### What to work on
Transcribe word for word the lines below from the line with "task | point to each instance of the curved" through the line with "task | point to each instance of the low", ends included.

▼▼▼

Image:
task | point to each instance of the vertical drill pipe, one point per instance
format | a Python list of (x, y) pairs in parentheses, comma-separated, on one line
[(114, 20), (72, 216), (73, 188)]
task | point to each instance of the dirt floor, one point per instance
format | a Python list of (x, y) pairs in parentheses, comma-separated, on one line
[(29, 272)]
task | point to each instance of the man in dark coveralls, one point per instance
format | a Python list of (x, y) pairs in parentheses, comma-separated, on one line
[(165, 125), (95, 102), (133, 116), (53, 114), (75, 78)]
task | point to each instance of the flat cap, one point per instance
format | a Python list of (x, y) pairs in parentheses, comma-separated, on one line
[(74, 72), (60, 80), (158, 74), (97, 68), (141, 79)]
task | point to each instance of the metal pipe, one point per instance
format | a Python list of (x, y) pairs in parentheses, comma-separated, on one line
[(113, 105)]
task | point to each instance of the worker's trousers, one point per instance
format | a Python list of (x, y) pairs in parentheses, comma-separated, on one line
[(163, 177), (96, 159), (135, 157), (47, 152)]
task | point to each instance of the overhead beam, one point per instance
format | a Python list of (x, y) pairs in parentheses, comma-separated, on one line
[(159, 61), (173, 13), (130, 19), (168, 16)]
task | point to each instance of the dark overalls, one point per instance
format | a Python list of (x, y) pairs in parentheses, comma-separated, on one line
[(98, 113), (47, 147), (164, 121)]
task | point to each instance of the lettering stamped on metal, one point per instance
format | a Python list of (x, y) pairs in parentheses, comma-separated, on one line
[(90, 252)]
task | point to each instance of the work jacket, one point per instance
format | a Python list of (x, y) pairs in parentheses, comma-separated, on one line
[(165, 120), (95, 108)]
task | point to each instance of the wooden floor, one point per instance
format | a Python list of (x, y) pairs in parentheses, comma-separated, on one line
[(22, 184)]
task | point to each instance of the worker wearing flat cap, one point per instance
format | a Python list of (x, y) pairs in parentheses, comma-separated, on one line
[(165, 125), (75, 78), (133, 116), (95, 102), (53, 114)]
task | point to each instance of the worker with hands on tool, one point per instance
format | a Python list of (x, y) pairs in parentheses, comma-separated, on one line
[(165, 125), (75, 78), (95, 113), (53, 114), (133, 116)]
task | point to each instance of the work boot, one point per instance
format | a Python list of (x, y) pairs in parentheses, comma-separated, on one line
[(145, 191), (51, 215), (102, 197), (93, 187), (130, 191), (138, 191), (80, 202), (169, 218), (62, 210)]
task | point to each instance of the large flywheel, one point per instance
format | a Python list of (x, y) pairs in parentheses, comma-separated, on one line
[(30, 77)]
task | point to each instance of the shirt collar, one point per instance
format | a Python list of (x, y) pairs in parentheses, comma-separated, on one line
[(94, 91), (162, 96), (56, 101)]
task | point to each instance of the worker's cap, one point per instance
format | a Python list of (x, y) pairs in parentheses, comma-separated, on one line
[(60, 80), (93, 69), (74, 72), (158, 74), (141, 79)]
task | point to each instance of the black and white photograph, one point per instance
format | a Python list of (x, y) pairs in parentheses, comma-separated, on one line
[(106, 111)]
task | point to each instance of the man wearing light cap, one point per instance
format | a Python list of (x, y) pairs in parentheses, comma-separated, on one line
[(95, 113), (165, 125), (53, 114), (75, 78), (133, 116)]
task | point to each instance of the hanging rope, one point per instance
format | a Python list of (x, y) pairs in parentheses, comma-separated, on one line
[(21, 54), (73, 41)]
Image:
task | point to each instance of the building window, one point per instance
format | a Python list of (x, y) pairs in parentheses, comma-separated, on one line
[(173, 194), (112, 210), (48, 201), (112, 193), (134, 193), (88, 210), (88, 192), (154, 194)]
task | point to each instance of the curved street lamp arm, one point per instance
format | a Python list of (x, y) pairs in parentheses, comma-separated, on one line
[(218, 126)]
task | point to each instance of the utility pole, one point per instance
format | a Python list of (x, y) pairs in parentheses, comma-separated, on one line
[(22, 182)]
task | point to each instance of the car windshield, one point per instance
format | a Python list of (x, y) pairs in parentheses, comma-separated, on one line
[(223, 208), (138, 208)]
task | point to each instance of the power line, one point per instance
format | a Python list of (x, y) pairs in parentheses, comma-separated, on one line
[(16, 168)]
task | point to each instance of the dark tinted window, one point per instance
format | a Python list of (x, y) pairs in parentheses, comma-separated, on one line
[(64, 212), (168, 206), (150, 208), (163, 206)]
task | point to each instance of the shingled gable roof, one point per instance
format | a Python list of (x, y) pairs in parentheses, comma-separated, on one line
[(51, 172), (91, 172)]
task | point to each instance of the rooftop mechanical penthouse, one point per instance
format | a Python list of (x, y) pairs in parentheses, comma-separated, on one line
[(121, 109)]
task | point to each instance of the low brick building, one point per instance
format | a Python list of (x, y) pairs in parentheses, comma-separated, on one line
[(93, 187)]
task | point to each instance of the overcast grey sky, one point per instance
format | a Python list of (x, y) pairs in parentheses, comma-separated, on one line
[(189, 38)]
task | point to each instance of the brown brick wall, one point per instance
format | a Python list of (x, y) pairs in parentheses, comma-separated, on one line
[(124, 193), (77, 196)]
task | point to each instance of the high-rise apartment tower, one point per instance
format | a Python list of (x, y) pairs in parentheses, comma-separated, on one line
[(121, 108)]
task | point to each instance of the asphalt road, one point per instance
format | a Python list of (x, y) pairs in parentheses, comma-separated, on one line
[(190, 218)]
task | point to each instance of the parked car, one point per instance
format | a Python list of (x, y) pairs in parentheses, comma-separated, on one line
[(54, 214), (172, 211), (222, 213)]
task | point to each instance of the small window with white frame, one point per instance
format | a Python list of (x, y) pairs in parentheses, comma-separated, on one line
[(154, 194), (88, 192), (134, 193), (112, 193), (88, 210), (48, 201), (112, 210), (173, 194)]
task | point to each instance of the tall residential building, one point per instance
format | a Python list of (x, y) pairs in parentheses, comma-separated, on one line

▲▲▲

### Result of the exercise
task | point to each instance of the curved street lamp arm, one point per instance
format | a Python list of (x, y) pairs in parentheses, comma-separated, on one line
[(218, 126)]
task | point to each instance of the utility pole, one point per instance
format | a Python list of (x, y) pairs in parentheses, comma-separated, on one line
[(22, 182)]
task | point to each instance of the car windshield, one point per instance
format | a Python list of (x, y) pairs in parentheses, comma-separated, on one line
[(223, 208), (138, 208)]
task | point to each instance of the power line, one point per instance
format | a Python list of (x, y) pairs in parentheses, comma-separated, on one line
[(16, 168)]
task | point to each instance of the dark tinted window, one point per instance
format | a Python list of (x, y) pairs in parentheses, comma-separated, on one line
[(64, 212), (168, 206), (150, 208), (163, 206)]
task | point to each instance of the shingled gable roof, one point per instance
format | a Python list of (x, y) pairs in parentheses, comma-separated, on one line
[(51, 172), (91, 172)]
task | point to each instance of the rooftop mechanical penthouse, one point per instance
format | a Python list of (x, y) pairs in parentheses, comma-separated, on one line
[(121, 109)]
task | point to each instance of the low brick building, one point per instance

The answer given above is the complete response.